**Your goal**
Reproduce the lines below, substituting "Annotation request" for every occurrence of "Field-scouting request" and leaving all other text unchanged.

Records from a dataset:
++++++

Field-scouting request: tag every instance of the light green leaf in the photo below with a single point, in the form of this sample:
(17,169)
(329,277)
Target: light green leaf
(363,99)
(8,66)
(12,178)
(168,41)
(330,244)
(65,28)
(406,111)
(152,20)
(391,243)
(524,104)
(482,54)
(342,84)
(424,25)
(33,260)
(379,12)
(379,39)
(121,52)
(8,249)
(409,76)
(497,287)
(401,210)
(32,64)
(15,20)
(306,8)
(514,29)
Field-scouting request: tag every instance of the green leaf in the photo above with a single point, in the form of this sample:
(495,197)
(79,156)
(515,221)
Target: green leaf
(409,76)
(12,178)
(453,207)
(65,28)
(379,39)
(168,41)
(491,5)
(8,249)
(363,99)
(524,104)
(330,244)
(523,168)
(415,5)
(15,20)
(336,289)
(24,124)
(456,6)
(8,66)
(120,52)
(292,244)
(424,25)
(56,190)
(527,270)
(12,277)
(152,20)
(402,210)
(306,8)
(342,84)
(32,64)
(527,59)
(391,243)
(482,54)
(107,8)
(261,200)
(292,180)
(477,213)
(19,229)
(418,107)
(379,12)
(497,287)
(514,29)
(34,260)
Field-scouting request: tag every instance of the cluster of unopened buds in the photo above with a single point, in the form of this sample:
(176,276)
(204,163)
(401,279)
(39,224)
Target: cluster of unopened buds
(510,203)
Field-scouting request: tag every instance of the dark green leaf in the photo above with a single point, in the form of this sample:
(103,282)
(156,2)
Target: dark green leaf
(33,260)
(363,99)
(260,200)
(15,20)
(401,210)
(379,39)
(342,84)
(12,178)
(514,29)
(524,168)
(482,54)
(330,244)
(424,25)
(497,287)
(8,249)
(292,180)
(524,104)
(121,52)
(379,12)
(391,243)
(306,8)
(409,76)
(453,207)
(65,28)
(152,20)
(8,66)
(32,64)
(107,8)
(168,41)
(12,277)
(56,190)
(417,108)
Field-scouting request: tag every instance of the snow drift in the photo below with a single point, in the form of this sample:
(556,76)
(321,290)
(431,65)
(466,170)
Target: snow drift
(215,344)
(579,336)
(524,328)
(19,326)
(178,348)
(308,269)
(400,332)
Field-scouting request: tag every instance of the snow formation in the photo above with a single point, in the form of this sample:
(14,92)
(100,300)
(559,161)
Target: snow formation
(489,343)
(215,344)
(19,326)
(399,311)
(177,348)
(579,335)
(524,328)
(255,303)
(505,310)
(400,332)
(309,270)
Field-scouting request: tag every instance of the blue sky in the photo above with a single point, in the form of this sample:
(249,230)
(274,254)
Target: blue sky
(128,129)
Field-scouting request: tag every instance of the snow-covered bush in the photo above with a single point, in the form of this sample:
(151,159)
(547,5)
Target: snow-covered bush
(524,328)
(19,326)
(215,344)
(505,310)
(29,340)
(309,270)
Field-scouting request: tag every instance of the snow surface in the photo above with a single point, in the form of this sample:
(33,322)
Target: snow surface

++++++

**Answer**
Annotation request: tag every instance of the light green leaf in the photo below with a single point, in the form of this sample:
(17,169)
(329,277)
Target: light green leaf
(363,99)
(8,66)
(12,178)
(168,41)
(330,244)
(65,28)
(406,111)
(152,20)
(391,243)
(524,104)
(482,54)
(342,84)
(424,25)
(33,260)
(379,12)
(379,39)
(121,52)
(8,249)
(409,76)
(497,287)
(401,210)
(32,64)
(15,20)
(306,8)
(514,29)
Annotation request: tag every instance of the green leaf in the photo above with a single point, in the form of this sample:
(495,197)
(79,156)
(515,221)
Target: green leaf
(409,76)
(12,178)
(453,207)
(65,28)
(379,39)
(168,41)
(491,5)
(8,249)
(363,99)
(524,104)
(330,244)
(523,168)
(415,5)
(15,20)
(336,289)
(24,124)
(456,6)
(8,66)
(120,52)
(292,244)
(424,25)
(56,190)
(527,270)
(12,277)
(152,20)
(402,210)
(306,8)
(342,84)
(32,64)
(527,59)
(391,243)
(482,54)
(107,8)
(261,200)
(292,180)
(477,213)
(19,229)
(418,107)
(379,12)
(497,287)
(514,29)
(34,260)
Annotation request: tag every instance of the cluster of unopened buds in the photo above with a single point, in the form of this sample:
(176,276)
(204,163)
(401,279)
(39,224)
Target: cluster of unopened buds
(510,203)
Annotation request: tag every instance of the dark green leaf in the photo above with a single point, in the form of this sample:
(103,282)
(156,2)
Target: dark green leaf
(33,260)
(363,99)
(260,200)
(15,20)
(401,210)
(379,39)
(342,84)
(12,178)
(514,29)
(524,168)
(482,54)
(330,244)
(424,25)
(497,287)
(8,249)
(292,180)
(524,104)
(121,52)
(379,12)
(391,243)
(306,8)
(409,76)
(453,207)
(65,28)
(152,20)
(8,66)
(32,64)
(107,8)
(168,41)
(12,277)
(56,190)
(417,108)
Annotation request: tag every instance of the snow drift in the photo below with a single point, in the form of this sample:
(556,76)
(321,290)
(431,65)
(466,170)
Target: snow drift
(215,344)
(579,336)
(524,328)
(19,326)
(178,348)
(308,269)
(400,332)
Annotation request: tag every instance of the snow formation in the photo above with a single point, in the form of this sample:
(14,92)
(100,300)
(559,161)
Target: snow formation
(489,343)
(215,344)
(19,326)
(399,311)
(177,348)
(579,335)
(524,328)
(255,303)
(505,310)
(400,332)
(309,270)
Annotation request: tag every instance of the blue sky in the photo above with a single point, in the form of this sample:
(249,230)
(274,254)
Target: blue sky
(128,129)
Annotation request: tag every instance of the snow-covered bush in the photo above with a single point, in the form of this sample:
(151,159)
(547,5)
Target: snow-covered bush
(524,328)
(19,326)
(215,344)
(505,310)
(29,340)
(309,270)
Annotation request: tag every instance of the snow surface in the photo above with a single point, in the form of this sample:
(33,322)
Target: snow surface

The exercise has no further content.